# QUESTIONS ON THE MATERIAL:
A) How would you translate this sentence from the interview with Priya Desai into Spanish: "I wanted to make a book and see if I could do it."
B) Can you write what comes next in the interview with Priya Desai, picking up right after its final question?

# STUDY TEXT:
Some of my earliest memories from school involve books; Charlotte’s Web, The Hungry Caterpillar and earlier than that the Topsy and Tim books. I first came into contact with Priya Desai on Twitter. Priya is a published children’s writer and speech therapist. I was fortunate enough to be able to interview Priya and I spoke to her about what she does, the struggle parents have and what she loves about working with children..
Priya, tell us a little about what you do…
I work as a children’s speech and language therapist in London Monday-Friday, which involves direct work with children. When possible, I also write about working with and helping kids for parents and teachers.
The rest of my time is spent being an author, visiting schools and also working on new stories.
How did you get into writing?
I didn’t actually start writing to be a writer. I wanted to make a book and see if I could do it. I then discovered that I could write, so I kept going; now I’m glad I didn’t stop!
Where did you discover your passion for writing for children and what have you worked on so far?

# DATASET EXTRACT:

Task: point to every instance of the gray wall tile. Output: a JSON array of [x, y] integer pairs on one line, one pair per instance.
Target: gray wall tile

# ANSWERS FOR EACH ITEM:
A) Quería hacer un libro y ver si era capaz de hacerlo.

B)
The passion came from working with kids. Kids make me come alive – that’s the best way I can put it I guess. When you are with a child, you are invited into their little world – you enjoy in it the most if you fully take part! This is what I do every day; and this is where I get my ideas from. My first two books though, were inspired by the fact that kids didn’t seem to have positive role-models in stories that spoke about they do every day at school. My first book Benjamin Writer-Messy is about a boy who has terrible handwriting. He learns to believe in himself and this helps him overcome his difficulties with handwriting. My second book, Jake Monkey-Tail is a sweet story about a monkey that can’t spell. We learn with Jake through the story and kids pick up some interesting tricks that they can use themselves to help them with their own spelling. So in both stories, kids learn without realising it – there’s plenty of much needed story-magic along the way too.
Did you enjoy writing and English at school?
I have to be honest, I wanted to be able to write and I think I had some nice ideas, especially in secondary school; but writing wasn’t something that came naturally to me. Detailed descriptions and giving my writing some sort of flow was hard.
For parents, a child struggling with a subject at school is always difficult, how do you help parents with this?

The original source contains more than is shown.